§ **Saved data entries**

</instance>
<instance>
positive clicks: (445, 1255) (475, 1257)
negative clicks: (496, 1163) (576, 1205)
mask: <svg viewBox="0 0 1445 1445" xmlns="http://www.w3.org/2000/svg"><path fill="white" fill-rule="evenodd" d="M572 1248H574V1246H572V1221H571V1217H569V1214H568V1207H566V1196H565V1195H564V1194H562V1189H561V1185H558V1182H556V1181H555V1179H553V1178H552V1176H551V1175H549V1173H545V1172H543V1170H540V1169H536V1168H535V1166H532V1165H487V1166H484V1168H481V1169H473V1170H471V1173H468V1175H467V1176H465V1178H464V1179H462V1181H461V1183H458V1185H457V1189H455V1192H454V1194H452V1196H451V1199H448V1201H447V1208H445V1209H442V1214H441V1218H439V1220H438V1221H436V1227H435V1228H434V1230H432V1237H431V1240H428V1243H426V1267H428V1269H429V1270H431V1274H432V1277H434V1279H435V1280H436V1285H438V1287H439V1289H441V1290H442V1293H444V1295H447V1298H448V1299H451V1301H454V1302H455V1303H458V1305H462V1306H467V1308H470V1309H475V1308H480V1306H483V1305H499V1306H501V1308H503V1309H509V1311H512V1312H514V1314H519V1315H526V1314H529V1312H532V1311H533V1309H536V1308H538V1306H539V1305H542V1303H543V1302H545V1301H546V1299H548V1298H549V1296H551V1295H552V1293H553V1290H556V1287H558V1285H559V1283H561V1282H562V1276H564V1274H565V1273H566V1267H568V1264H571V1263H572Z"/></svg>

§ **Directions for this task**
From the opening line of the data above through the line that contains "positive clicks: (445, 1255) (475, 1257)", please print each line as it stands and only those lines.

§ **Response to the exercise**
</instance>
<instance>
positive clicks: (445, 1255) (475, 1257)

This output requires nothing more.